>> Begin Text provided

= List of accolades received by the DC Extended Universe =

The DC Extended Universe (DCEU) is a shared universe centered on a group of film franchises based on characters by DC Comics and distributed by Warner Bros. Pictures. The associated media franchise also includes tie-in novels, comic books and video games, a podcast and a spin-off television series. Like the original DC Universe in the comics, the DCEU is established by crossing over common plot elements, settings, cast, and characters.

Titles in the DCEU have won an Academy Award and been nominated for three Annie Awards, seven Critics' Choice Movie Awards (winning two), 13 Critics' Choice Super Awards (winning two), 12 Golden Raspberry (winning four), five Grammy Awards, two Hugo Awards (winning one), three Golden Reel Awards, 14 MTV Movie & TV Awards (winning two), one Primetime Creative Arts Emmy Award, 35 Saturn Awards (winning one), and eight Visual Effects Society Awards, among others.

>> End Text provided
>> Begin Provided data

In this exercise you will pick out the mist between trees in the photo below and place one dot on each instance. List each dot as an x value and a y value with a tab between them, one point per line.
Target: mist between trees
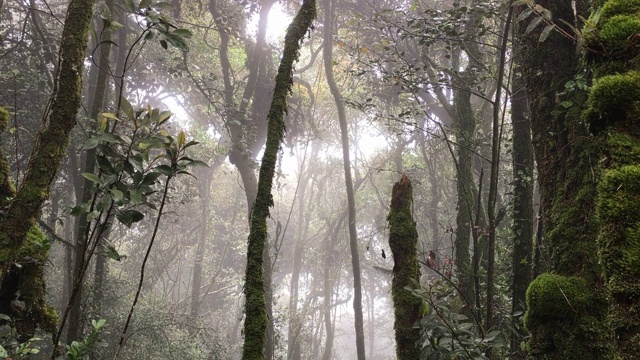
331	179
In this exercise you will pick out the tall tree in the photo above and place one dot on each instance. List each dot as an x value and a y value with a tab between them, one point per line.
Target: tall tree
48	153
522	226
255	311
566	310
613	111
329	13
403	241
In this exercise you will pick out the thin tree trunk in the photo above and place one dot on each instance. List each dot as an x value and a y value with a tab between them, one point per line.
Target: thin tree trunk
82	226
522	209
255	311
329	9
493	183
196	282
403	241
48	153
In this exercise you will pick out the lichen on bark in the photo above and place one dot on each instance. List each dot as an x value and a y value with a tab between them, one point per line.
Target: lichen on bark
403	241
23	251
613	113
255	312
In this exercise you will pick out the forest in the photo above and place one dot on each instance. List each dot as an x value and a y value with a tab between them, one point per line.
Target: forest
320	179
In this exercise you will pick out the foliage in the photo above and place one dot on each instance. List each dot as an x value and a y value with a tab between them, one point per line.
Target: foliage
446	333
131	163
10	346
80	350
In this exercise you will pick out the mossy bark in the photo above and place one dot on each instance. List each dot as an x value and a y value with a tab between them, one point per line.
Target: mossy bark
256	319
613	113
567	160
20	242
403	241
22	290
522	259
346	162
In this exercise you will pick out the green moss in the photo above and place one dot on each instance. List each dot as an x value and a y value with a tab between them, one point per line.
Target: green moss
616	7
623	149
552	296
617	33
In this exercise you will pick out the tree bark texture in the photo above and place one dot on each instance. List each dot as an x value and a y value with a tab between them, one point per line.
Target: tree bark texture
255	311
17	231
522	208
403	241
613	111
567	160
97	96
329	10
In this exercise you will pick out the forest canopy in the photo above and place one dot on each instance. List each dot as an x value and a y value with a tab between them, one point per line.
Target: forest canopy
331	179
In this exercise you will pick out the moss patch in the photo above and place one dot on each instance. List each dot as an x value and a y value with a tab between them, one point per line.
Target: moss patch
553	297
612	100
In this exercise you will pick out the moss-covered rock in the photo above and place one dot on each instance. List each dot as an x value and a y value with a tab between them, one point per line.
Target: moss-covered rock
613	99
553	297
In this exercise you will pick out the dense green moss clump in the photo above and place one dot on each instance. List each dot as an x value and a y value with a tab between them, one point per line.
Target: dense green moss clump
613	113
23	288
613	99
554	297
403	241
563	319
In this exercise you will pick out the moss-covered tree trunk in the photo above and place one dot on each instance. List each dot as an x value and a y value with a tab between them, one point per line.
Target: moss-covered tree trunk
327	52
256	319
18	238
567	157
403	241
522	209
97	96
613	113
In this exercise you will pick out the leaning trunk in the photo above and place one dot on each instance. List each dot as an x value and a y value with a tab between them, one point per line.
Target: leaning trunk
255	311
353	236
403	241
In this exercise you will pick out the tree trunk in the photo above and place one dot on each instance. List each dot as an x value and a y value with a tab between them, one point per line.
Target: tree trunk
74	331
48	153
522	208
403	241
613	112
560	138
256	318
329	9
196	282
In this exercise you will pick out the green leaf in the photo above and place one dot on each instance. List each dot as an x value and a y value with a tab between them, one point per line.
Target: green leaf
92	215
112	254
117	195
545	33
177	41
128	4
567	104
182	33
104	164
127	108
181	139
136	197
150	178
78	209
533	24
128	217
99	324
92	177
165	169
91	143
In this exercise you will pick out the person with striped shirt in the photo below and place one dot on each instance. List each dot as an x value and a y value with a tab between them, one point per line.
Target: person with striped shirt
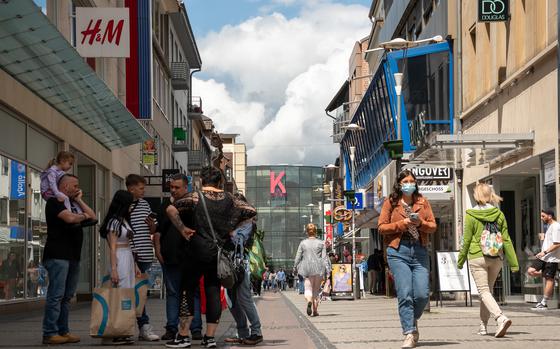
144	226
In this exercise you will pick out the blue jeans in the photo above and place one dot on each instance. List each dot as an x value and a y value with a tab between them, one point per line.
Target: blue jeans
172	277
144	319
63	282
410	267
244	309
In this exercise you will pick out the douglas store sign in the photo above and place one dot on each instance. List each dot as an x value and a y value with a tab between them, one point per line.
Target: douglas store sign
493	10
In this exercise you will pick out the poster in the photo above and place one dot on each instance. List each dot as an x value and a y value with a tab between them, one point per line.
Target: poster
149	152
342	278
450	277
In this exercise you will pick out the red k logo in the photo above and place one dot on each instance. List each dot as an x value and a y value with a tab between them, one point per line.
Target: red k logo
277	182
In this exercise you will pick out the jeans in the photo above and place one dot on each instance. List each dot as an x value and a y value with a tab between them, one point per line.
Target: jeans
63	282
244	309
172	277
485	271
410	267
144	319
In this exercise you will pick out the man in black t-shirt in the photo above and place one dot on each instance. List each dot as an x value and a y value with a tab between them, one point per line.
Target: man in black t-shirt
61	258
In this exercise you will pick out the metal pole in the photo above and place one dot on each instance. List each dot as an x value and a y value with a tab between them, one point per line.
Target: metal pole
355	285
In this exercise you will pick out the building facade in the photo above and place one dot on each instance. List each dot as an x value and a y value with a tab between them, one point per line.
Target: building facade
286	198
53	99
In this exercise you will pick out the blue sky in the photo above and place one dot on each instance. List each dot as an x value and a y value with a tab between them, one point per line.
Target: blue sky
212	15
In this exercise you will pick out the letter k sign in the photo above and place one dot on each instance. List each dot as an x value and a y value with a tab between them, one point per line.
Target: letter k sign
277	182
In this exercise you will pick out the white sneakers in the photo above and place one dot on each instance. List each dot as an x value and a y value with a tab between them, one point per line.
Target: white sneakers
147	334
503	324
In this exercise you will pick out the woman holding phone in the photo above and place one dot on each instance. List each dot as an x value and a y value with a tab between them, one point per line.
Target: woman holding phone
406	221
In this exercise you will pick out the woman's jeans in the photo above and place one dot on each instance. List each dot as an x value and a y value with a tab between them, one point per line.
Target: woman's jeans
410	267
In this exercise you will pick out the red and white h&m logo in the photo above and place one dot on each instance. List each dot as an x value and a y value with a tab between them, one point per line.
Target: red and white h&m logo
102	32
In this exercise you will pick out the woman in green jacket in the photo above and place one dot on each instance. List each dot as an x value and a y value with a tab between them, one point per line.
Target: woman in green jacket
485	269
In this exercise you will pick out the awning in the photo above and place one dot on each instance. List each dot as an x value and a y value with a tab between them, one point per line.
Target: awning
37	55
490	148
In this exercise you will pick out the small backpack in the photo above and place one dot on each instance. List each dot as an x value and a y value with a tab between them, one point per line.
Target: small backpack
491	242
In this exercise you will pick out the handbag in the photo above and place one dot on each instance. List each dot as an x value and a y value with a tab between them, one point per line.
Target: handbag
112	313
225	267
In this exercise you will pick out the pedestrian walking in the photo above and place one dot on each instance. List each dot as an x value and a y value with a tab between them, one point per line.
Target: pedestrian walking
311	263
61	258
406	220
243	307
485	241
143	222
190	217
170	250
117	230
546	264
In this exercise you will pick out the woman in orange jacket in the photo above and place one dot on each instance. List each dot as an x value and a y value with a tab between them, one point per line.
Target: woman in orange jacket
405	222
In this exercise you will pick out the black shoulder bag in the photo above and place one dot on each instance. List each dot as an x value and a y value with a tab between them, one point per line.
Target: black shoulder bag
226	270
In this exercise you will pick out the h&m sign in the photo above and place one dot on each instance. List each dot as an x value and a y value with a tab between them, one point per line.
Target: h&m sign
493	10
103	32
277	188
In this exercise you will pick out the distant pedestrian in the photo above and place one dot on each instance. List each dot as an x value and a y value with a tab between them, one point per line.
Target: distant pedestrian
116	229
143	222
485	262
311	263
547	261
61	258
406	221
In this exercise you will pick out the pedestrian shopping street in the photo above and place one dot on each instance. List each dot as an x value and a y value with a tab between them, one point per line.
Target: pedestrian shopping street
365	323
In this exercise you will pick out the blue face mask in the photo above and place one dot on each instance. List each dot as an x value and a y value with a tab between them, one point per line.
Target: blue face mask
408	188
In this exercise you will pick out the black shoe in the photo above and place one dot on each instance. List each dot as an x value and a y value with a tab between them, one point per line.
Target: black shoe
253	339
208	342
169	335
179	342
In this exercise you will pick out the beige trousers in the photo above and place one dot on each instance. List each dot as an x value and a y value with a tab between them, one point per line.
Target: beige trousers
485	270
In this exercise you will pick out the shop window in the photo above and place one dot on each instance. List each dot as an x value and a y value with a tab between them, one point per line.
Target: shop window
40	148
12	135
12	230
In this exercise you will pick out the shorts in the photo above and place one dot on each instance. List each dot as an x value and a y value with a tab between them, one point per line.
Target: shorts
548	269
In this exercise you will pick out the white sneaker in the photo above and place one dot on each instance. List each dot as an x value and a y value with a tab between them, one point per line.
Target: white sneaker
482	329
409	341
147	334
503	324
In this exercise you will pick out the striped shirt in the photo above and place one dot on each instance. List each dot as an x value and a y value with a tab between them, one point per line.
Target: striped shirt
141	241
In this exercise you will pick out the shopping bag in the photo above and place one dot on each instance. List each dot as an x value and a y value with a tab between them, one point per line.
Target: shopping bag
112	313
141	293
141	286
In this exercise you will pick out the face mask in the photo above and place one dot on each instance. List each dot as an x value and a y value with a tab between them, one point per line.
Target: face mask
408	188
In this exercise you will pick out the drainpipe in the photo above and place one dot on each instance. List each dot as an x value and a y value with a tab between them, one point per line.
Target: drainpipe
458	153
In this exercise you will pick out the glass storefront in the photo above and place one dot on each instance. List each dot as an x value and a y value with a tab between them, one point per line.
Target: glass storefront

>> End Provided data

● **Task set**:
- a) In the DC Extended Universe accolades text, turn the paragraph beginning "Titles in the DCEU have won" into a list that keeps its main facts.
- b) Answer these from the DC Extended Universe accolades text:
(i) Which company distributes the films in the DCEU?
(ii) How many Saturn Award nominations have DCEU titles received?
(iii) How many Golden Raspberry Awards have DCEU titles won?
- c) Return the part of the DC Extended Universe accolades text starting at "The DC Extended Universe (DCEU)" and ending at "cast, and characters.", copied exactly.

● **Responses**:
- a)
DCEU titles have received these accolades, among others:
- Academy Award: one win
- Annie Awards: three nominations
- Critics' Choice Movie Awards: seven nominations, two wins
- Critics' Choice Super Awards: 13 nominations, two wins
- Golden Raspberry Awards: 12 nominations, four wins
- Grammy Awards: five nominations
- Hugo Awards: two nominations, one win
- Golden Reel Awards: three nominations
- MTV Movie & TV Awards: 14 nominations, two wins
- Primetime Creative Arts Emmy Award: one nomination
- Saturn Awards: 35 nominations, one win
- Visual Effects Society Awards: eight nominations

- b)
(i) Warner Bros. Pictures
(ii) 35
(iii) Four

- c)
The DC Extended Universe (DCEU) is a shared universe centered on a group of film franchises based on characters by DC Comics and distributed by Warner Bros. Pictures. The associated media franchise also includes tie-in novels, comic books and video games, a podcast and a spin-off television series. Like the original DC Universe in the comics, the DCEU is established by crossing over common plot elements, settings, cast, and characters.